Selection
★ ★ ★ ★ ★ ★ ★
3. PROFESSIONAL SERVICES:
§ 121.7 requires educational agencies to provide annual information privacy and security awareness training to their officers and employees with access to personally identifiable information. Such training may be delivered using online training tools and may be included as part of training the educational agency already offers to its workforce.
§ 121.8 requires each educational agency to designate one or more employees to serve as the educational agency’s data protection officer(s) to be responsible for the implementation of the policies and procedures required in Education Law § 2-d and this Part, and to serve as the point of contact for data security and privacy for the educational agency. This requirement may be fulfilled by a current employee(s) of the educational agency who may perform this function in addition to other job responsibilities.
4. COMPLIANCE COSTS:
See the Costs Section of the Regulatory Impact Statement that is published in the State Register on this publication date for an analysis of the costs of the proposed rule.
5. ECONOMIC AND TECHNOLOGICAL FEASIBILITY:
The proposed regulation requires each educational agency to ensure it has a policy on data security and privacy. As required by Education Law § 2-d(5), the proposed regulation adopts the National Institute for Standards and Technology Framework for Improving Critical Infrastructure Cybersecurity Version 1.1 (NIST Cybersecurity Framework or NIST CSF) as the standard for data security and privacy for educational agencies. No later than July 1, 2020, each educational agency shall adopt and publish a data security and privacy policy that implements the requirements of this Part and aligns with the NIST CSF.
Economic feasibility is addressed above under Compliance Costs.
6. MINIMIZING ADVERSE IMPACT:
The rule is necessary to implement Education Law section 2-d, as added by Chapter 56 of the Laws of 2014. The rule has been carefully drafted to meet statutory requirements while providing flexibility to educational agencies.
★ ★ ★ ★ ★ ★ ★
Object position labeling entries
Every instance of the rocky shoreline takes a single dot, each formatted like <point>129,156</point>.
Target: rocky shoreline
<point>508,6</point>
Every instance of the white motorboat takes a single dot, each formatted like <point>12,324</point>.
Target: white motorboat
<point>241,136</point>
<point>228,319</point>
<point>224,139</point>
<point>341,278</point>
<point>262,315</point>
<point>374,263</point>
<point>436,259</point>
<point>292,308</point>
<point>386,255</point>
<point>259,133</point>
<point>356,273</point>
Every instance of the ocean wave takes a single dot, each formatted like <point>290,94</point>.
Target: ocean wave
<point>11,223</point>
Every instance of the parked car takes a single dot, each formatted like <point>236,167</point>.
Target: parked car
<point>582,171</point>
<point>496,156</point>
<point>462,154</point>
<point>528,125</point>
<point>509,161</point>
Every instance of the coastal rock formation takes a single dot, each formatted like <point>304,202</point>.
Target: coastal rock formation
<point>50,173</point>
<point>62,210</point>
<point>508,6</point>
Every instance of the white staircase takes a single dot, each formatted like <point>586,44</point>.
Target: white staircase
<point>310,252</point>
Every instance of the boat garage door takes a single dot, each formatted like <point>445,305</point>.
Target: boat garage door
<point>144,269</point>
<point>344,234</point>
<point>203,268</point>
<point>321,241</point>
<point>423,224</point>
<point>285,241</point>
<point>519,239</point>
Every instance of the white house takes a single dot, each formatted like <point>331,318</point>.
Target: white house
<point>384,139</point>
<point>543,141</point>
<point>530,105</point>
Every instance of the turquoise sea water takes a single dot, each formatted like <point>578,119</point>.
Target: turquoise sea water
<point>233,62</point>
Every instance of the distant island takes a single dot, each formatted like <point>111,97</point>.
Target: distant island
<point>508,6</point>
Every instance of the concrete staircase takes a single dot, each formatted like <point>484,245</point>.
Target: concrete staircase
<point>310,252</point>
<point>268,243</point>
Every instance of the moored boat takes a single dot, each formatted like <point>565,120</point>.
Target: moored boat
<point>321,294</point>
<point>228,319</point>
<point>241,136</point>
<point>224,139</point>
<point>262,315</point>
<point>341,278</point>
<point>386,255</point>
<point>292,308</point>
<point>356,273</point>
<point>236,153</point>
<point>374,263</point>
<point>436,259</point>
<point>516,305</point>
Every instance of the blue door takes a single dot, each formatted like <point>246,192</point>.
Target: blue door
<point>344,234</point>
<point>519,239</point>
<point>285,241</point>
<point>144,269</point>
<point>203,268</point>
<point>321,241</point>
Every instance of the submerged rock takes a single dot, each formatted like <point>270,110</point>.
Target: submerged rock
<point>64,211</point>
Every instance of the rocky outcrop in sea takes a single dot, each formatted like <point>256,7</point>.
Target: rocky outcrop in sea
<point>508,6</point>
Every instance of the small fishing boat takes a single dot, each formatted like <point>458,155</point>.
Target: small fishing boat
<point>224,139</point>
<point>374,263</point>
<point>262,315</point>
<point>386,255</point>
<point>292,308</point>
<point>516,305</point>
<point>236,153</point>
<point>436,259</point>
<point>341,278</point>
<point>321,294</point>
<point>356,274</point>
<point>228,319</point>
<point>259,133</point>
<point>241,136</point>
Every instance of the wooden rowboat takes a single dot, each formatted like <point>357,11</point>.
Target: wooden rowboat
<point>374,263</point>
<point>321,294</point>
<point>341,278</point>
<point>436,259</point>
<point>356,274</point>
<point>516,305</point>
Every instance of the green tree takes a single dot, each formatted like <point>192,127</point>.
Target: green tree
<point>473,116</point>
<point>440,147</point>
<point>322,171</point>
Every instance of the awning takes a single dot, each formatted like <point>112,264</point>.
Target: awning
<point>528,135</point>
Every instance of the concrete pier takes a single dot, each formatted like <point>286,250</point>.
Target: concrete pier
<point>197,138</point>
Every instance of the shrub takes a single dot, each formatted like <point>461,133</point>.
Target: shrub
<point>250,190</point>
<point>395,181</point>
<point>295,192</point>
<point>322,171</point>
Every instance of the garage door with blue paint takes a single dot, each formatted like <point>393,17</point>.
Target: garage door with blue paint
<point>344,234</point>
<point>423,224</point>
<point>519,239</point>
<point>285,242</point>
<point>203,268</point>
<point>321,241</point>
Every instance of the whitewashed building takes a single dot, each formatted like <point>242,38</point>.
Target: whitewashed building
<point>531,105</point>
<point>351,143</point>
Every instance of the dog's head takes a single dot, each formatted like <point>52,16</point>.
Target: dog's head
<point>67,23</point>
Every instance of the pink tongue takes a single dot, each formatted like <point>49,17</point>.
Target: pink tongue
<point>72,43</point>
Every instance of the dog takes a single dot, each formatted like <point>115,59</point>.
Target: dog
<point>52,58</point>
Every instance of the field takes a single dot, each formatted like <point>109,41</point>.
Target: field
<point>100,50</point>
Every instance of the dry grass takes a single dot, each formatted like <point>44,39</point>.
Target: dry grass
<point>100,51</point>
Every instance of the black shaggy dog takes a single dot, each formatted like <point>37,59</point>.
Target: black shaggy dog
★ ★ ★ ★ ★ ★ ★
Requests
1. Decide whether each statement agrees with the excerpt on the data privacy rule, answering yes or no and quoting the deciding words: (a) The annual awareness training must be given in person. (b) A current employee may serve as data protection officer while keeping other job responsibilities. (c) Each educational agency must adopt and publish its data security and privacy policy no later than July 1, 2020.
2. Extend the excerpt on the data privacy rule, starting after its final sentence.
The items are separate material, apart from the excerpt on the data privacy rule.

Results of the tasks
1.
(a) No: "Such training may be delivered using online training tools"
(b) Yes: "This requirement may be fulfilled by a current employee(s) of the educational agency who may perform this function in addition to other job responsibilities."
(c) Yes: "No later than July 1, 2020, each educational agency shall adopt and publish a data security and privacy policy"

2.
7. LOCAL GOVERNMENT PARTICIPATION:
The proposed regulation was developed in consultation with stakeholders and the public. In the Spring of 2018, fourteen public forums were held across the state to receive public comment on the law. Electronic comments were also accepted by the Department during this two-month period. These comments were critical to developing the implementing regulations. The Department has also coordinated with a Data Privacy Advisory Council (DPAC) and subset Regulatory Drafting Workgroup, to review drafts of the proposed regulation and provide an opportunity for stakeholder comment. The DPAC is comprised of stakeholders from a wide range of industry including parent advocates, administrative and teacher organizations as well as technical experts and district level staff. Finally, the Department is working with an Implementation Workgroup, comprised of RIC Directors, BOCES staff and district technical directors to receive feedback and ensure successful implementation of these regulations.
Revised Rural Area Flexibility Analysis
1. TYPES AND ESTIMATED NUMBERS OF RURAL AREAS:
The proposed amendment applies to all educational agencies in the State, including those located in the 44 rural counties with fewer than 200,000 inhabitants and the 71 towns and urban counties with a population density of 150 square miles or less.
2. REPORTING, RECORDKEEPING, AND OTHER COMPLIANCE REQUIREMENTS; AND PROFESSIONAL SERVICES:
The majority of the requirements in the proposed amendment do not impose any program, service, duty or responsibility on educational agencies beyond those imposed by the statute.
§ 121.2 prohibits educational agencies from selling personally identifiable information or using/disclosing it or allowing any other entity to use or disclose it for any marketing or commercial purpose. Educational agencies must incorporate provisions in its contracts with third party contractors that require the confidentiality of PII.
§ 121.3 requires each educational agency to adopt a parent’s bill of rights for data privacy and security that is included with every contract an educational agency enters with a third-party contractor that receives personally identifiable information and is published on its website.
§ 121.4 requires educational agencies to establish procedures for parents, eligible students, teachers, principals and staff of the educational agency to file complaints about breaches or unauthorized releases of student data.
§ 121.5 requires each educational agency to adopt and publish a data security and privacy policy that complies with the regulations and aligns with the National Institute for Standards and Technology Framework for Improving Critical Infrastructure Cybersecurity Version 1.1 no later than July 1, 2020.
§ 121.6 requires each educational agency to ensure that its contracts with third-party contractors include a data security and privacy plan.
§ 121.7 requires educational agencies to provide annual information privacy and security awareness training to their officers and employees with access to personally identifiable information. Such training may be delivered using online training tools and may be included as part of training the educational agency already offers to its workforce and should include training on the state and federal laws that protect personally identifiable information, and how employees can comply with such laws.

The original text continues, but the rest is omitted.